▶ _SHORT EXERCISE_: Recast every line below as a Markdown table with two columns, Row and Line. Number the rows in order and leave out any blank lines.

▶ _THE INPUT_:
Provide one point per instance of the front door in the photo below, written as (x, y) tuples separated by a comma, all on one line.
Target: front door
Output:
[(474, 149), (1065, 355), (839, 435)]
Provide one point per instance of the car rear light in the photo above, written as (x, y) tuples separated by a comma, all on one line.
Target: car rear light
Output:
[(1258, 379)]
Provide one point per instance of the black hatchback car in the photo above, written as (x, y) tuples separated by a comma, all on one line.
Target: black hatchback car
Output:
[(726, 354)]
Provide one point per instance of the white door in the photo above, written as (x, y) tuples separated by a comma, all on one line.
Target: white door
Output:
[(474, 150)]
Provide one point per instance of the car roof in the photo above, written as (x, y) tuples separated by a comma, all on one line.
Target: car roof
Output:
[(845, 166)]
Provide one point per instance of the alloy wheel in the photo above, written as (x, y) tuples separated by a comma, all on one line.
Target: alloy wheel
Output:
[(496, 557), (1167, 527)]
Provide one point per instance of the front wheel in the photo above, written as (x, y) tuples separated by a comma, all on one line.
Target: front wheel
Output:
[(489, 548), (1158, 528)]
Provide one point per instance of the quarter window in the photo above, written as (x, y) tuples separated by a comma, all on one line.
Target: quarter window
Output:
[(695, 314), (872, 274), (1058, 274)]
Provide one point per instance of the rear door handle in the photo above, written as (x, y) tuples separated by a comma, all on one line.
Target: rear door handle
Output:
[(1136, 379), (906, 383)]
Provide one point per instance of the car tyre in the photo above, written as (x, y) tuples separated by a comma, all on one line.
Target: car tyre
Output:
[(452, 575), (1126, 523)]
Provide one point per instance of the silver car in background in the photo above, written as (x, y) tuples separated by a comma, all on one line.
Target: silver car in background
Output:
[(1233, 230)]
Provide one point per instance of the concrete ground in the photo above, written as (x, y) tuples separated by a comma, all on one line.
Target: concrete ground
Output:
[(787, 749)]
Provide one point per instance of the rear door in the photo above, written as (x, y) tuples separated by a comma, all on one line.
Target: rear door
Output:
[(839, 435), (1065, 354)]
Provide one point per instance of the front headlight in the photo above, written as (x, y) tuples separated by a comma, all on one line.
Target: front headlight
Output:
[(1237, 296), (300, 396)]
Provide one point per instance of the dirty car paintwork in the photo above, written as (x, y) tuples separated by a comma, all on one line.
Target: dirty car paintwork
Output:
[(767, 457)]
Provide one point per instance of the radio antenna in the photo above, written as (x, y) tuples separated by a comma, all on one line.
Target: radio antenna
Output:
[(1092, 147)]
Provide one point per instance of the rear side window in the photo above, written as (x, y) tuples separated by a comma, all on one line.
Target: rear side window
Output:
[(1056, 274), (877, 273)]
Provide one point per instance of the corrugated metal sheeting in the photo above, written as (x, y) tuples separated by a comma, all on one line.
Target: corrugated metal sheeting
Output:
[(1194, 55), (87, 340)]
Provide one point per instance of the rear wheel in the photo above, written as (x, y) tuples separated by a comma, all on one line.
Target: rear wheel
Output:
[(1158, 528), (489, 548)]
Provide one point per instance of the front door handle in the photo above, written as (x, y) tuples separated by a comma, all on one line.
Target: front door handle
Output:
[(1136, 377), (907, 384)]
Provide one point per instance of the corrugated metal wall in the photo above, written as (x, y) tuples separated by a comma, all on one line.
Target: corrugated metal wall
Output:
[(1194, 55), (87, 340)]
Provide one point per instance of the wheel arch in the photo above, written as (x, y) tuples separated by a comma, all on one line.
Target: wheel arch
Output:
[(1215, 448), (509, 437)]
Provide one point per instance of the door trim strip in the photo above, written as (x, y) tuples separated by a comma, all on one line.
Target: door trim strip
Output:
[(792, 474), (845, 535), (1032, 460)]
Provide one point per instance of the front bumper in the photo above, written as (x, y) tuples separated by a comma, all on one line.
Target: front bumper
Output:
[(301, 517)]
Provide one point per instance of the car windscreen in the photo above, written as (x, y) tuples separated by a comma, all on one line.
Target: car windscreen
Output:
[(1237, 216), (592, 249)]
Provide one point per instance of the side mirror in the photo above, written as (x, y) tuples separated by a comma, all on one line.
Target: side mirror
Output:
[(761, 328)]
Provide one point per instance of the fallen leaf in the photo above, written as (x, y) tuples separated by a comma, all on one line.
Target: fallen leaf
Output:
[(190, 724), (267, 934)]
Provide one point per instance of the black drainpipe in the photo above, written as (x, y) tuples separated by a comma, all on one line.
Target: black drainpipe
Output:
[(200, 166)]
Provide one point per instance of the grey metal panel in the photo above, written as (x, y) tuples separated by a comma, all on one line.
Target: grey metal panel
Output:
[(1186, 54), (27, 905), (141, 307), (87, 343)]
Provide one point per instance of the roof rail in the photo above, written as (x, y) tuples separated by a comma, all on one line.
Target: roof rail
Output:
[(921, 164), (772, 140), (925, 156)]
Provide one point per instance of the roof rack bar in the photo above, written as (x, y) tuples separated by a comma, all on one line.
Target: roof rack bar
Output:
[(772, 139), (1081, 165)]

▶ _WRITTEN RESPONSE_:
| Row | Line |
|---|---|
| 1 | Provide one point per instance of the front door in the photo below, written as (x, y) tuples separated by a comma, all on one line. |
| 2 | Target: front door |
| 3 | Output: |
| 4 | [(474, 149), (1065, 355), (839, 435)] |
| 5 | Provide one point per instance of the car rear light in the photo above, written as (x, y) tuples separated by a comma, all on one line. |
| 6 | Target: car rear light |
| 7 | Output: |
| 8 | [(1258, 379)] |
| 9 | Provide one point per instance of the black hatchback car in the photo above, written as (x, y) tuples separated by a comma, all on one line. |
| 10 | Target: black hatchback car |
| 11 | Output: |
| 12 | [(726, 354)] |
| 13 | Provide one point per instance of the white door in the photo above, written as (x, y) tuples separated by a comma, all on one line. |
| 14 | Target: white door |
| 15 | Output: |
| 16 | [(474, 150)] |
| 17 | Provide one point per instance of the car roof in the photo above, written as (x, y) tuples separated by a comma, all on one line. |
| 18 | Target: car roof |
| 19 | Output: |
| 20 | [(845, 166)] |
| 21 | Provide one point per instance of the alloy wheel in the photo above, written as (x, y) tuples separated by a comma, all on one line. |
| 22 | Target: alloy wheel |
| 23 | Output: |
| 24 | [(496, 557), (1167, 527)] |
| 25 | Provide one point per instance of the front wheel in the photo above, written as (x, y) tuples separated by a comma, all on one line. |
| 26 | Target: front wheel |
| 27 | Output: |
| 28 | [(489, 548), (1158, 528)] |
| 29 | Provide one point per instance of the quarter window in the photo above, written as (x, y) tuples separated by a comma, all on one line. |
| 30 | Target: quarter window |
| 31 | Output: |
| 32 | [(695, 314), (872, 274), (1058, 274)] |
| 33 | Provide one point per instance of the rear door handle in the photo above, written as (x, y) tuples separated by a comma, all on one line. |
| 34 | Target: rear door handle |
| 35 | Output: |
| 36 | [(1136, 379), (906, 383)] |
| 37 | Provide one point per instance of the car tyre in the photo above, written as (x, y) tuples separated by a comma, all on one line. |
| 38 | Target: car tyre |
| 39 | Output: |
| 40 | [(452, 575), (1126, 523)] |
| 41 | Provide one point per instance of the silver car in background in the photo above, written as (x, y) tuples separated by a comma, all on one line. |
| 42 | Target: silver car in background |
| 43 | Output: |
| 44 | [(1233, 230)] |
| 45 | Provide one point per instance of the concrete ground in the photo above, written as (x, y) tuples separated by a comma, all on one line. |
| 46 | Target: concrete ground |
| 47 | Output: |
| 48 | [(787, 749)] |
| 49 | Provide one point per instance of the rear door in the photo above, written as (x, y) tuples separated by a comma, all on one line. |
| 50 | Target: rear door |
| 51 | Output: |
| 52 | [(839, 435), (1065, 354)] |
| 53 | Provide one point per instance of the front headlight in the photo above, written as (x, y) tuples separated by a comma, all on one line. |
| 54 | Target: front headlight |
| 55 | Output: |
| 56 | [(1237, 296), (300, 396)] |
| 57 | Provide one point per instance of the dirty car paintwork in the photo above, written as (x, y) tuples separated by a comma, all on one line. |
| 58 | Target: dirty car paintwork |
| 59 | Output: |
| 60 | [(767, 457)] |
| 61 | Provide one point per instance of the radio antenna in the photo above, written as (x, y) tuples separated by a comma, all on one line. |
| 62 | Target: radio antenna |
| 63 | Output: |
| 64 | [(1092, 147)] |
| 65 | Provide one point per instance of the rear side window in the photo above, written as (x, y) tuples separated by a comma, all on one line. |
| 66 | Target: rear side window |
| 67 | Output: |
| 68 | [(1056, 274), (877, 273)] |
| 69 | Provide one point per instance of the corrugated metal sheeting in the photo above, written as (x, y) tuples separated by a comma, all on one line. |
| 70 | Target: corrugated metal sheeting |
| 71 | Output: |
| 72 | [(1194, 55), (87, 340)] |
| 73 | Provide one point per instance of the rear wheel in the photo above, written as (x, y) tuples separated by a comma, all on one line. |
| 74 | Target: rear wheel |
| 75 | Output: |
| 76 | [(1158, 528), (489, 548)] |
| 77 | Provide one point per instance of the front door handle in the photo above, written as (x, y) tuples separated by a comma, all on one line. |
| 78 | Target: front door handle |
| 79 | Output: |
| 80 | [(1136, 377), (907, 384)] |
| 81 | Provide one point per instance of the corrugated metal wall in the photo above, written as (x, y) tuples separated by a comma, all on one line. |
| 82 | Target: corrugated metal wall |
| 83 | Output: |
| 84 | [(1194, 55), (87, 340)] |
| 85 | Provide one point per instance of the wheel arch in the photo above, written as (x, y) tuples separated by a comma, all on one line. |
| 86 | Target: wheel arch |
| 87 | Output: |
| 88 | [(1215, 448), (509, 437)] |
| 89 | Provide one point per instance of the door trim strip in the photo above, written as (x, y) tuples separated by a comma, all on one line. |
| 90 | Target: door trim strip |
| 91 | Output: |
| 92 | [(792, 474), (845, 535), (1032, 460)] |
| 93 | Provide one point per instance of the front bumper in the photo above, written as (x, y) tuples separated by a comma, all on one line. |
| 94 | Target: front bumper |
| 95 | Output: |
| 96 | [(301, 517)] |
| 97 | Provide one point per instance of the car windscreen in the photo above, written as (x, y) tuples separated by a comma, all on one line. |
| 98 | Target: car windscreen |
| 99 | Output: |
| 100 | [(1237, 216), (592, 249)] |
| 101 | Provide one point per instance of the side mirror in the photo above, written as (x, y) tuples separated by a comma, all on one line. |
| 102 | Target: side mirror |
| 103 | Output: |
| 104 | [(761, 328)] |
| 105 | Provide one point per instance of the fallen leaf in the photo above, written as (x, y) tuples separated by a comma, all on one line. |
| 106 | Target: fallen leaf |
| 107 | Output: |
| 108 | [(190, 724), (267, 934)] |
| 109 | Provide one point per instance of the black drainpipe in the photo above, written as (x, y) tuples separated by a comma, all on one line. |
| 110 | Target: black drainpipe |
| 111 | Output: |
| 112 | [(200, 166)] |
| 113 | Provide one point per instance of the grey metal panel in the photo above, written as (x, y) tuples separated by a comma, all on one line. |
| 114 | Target: grey metal panel |
| 115 | Output: |
| 116 | [(1186, 54), (27, 905), (141, 307), (87, 343)] |
| 117 | Provide one point per instance of the roof rail in the photo above, written as (x, y) tuples separated by a comma, all on one line. |
| 118 | Target: roof rail |
| 119 | Output: |
| 120 | [(921, 164), (772, 140), (925, 156)] |
| 121 | Provide one point per instance of the roof rack bar in the photo above, written as (x, y) tuples separated by a comma, all on one line. |
| 122 | Target: roof rack bar |
| 123 | Output: |
| 124 | [(772, 139), (1081, 165)] |